------ Source document ------

The 2014 Emirates Melbourne Cup was the 154th running of the Melbourne Cup, Australia's most prestigious Thoroughbred horse race. The race, run over 3,200 metres, was held on 4 November 2014, at Flemington Racecourse in Melbourne. Protectionist, ridden by Ryan Moore and trained by German Andreas Wöhler, won the race by four lengths, becoming the first German-trained winner of the Melbourne Cup. Red Cadeaux placed second and Who Shot Thebarman third, with Red Cadeaux the first horse to place second on three occasions.

The total prize money for the race was A$6.2 million, with the winner receiving $3.6 million, as well as a solid gold trophy valued at $175,000. Hosted by the Victoria Racing Club, the Melbourne Cup was one of four major Group-1 races held at Flemington during the Spring Racing Carnival (the others being the Victoria Derby, the Crown Oaks, and the Emirates Stakes). An estimated $800 million was wagered on the race, which was attended by 100,794 people.

------

Set exercise A:
Output the part of the 2014 Melbourne Cup article that begins at the words "The 2014 Emirates" and stops after "on three occasions.", copied word for word.
The records are unrelated to the 2014 Melbourne Cup article.

------ Source data ------

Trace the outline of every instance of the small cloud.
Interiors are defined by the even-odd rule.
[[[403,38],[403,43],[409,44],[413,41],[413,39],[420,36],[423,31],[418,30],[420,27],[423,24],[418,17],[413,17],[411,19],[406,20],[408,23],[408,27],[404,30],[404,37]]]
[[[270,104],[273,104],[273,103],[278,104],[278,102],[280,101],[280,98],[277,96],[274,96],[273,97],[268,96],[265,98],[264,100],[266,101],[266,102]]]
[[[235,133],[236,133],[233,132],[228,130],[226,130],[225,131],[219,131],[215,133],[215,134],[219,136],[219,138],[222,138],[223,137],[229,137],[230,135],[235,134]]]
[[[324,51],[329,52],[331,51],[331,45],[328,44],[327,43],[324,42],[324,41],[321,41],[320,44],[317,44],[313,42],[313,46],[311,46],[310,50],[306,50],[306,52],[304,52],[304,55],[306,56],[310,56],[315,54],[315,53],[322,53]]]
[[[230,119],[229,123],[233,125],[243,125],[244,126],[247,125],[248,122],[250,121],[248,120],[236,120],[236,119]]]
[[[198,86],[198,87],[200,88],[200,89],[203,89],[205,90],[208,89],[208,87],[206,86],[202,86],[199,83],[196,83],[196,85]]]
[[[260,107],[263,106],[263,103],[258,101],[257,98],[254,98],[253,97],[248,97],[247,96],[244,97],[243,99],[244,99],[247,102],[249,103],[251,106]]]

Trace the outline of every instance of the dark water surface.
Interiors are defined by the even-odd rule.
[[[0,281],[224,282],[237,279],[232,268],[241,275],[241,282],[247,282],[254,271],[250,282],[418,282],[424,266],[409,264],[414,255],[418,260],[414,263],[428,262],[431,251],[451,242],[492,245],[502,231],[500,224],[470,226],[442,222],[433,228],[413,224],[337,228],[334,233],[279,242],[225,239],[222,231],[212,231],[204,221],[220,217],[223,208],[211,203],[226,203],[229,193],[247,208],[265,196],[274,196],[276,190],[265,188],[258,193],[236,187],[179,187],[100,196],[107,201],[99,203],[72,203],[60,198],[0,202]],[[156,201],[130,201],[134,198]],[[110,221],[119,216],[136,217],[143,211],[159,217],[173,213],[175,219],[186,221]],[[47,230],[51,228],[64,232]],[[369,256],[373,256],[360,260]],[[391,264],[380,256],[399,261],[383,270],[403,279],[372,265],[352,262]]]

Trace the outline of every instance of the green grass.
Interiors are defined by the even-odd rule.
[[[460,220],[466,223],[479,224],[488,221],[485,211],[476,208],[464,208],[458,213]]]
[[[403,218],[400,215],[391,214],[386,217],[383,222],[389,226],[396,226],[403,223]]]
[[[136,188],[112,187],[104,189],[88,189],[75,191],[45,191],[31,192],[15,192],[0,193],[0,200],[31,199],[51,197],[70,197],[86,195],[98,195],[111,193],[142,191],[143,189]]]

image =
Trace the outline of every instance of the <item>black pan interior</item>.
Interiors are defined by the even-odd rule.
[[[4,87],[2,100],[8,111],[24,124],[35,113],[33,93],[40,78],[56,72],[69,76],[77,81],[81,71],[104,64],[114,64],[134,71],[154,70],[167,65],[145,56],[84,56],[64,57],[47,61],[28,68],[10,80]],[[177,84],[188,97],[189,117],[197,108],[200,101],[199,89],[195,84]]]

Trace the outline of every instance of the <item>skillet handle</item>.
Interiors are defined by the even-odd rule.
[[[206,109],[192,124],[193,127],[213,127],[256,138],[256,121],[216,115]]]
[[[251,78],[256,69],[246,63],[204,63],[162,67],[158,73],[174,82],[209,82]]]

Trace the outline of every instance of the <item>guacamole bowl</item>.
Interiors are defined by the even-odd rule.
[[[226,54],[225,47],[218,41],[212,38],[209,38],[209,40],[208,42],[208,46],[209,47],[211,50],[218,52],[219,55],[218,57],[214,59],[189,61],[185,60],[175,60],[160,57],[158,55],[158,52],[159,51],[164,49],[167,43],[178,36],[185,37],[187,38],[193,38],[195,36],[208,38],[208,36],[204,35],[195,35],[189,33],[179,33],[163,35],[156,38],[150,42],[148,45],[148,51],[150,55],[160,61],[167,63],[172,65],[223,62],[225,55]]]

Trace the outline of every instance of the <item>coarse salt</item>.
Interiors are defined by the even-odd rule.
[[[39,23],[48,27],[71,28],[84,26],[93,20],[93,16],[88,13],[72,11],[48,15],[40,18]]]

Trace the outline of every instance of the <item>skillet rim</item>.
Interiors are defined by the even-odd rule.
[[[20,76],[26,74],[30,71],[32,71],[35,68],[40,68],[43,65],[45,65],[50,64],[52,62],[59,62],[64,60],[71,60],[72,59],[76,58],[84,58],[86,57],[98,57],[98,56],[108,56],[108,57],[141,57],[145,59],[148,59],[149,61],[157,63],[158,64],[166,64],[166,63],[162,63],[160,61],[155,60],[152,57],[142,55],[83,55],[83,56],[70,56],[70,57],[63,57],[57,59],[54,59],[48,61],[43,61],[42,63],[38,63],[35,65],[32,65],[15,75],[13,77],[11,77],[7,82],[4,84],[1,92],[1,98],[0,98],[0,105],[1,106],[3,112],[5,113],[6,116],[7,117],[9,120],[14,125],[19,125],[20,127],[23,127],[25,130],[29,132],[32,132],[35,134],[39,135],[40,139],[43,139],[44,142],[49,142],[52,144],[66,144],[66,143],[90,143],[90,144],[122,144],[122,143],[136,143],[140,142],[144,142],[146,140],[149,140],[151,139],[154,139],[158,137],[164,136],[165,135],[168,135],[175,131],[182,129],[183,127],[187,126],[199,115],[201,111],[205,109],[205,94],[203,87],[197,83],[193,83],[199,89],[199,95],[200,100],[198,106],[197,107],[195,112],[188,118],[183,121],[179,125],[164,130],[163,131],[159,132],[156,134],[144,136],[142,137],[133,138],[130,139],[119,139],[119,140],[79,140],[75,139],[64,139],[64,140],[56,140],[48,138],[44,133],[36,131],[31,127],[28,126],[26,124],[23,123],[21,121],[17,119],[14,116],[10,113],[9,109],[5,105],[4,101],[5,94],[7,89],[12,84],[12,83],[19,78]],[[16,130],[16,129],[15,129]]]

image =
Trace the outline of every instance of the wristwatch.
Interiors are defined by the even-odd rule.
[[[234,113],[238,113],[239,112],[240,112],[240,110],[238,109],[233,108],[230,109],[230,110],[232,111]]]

------

Set exercise B:
Tally how many lines in the records contain the word "every", and reply with the number alone.

Result A:
The 2014 Emirates Melbourne Cup was the 154th running of the Melbourne Cup, Australia's most prestigious Thoroughbred horse race. The race, run over 3,200 metres, was held on 4 November 2014, at Flemington Racecourse in Melbourne. Protectionist, ridden by Ryan Moore and trained by German Andreas Wöhler, won the race by four lengths, becoming the first German-trained winner of the Melbourne Cup. Red Cadeaux placed second and Who Shot Thebarman third, with Red Cadeaux the first horse to place second on three occasions.

Result B:
9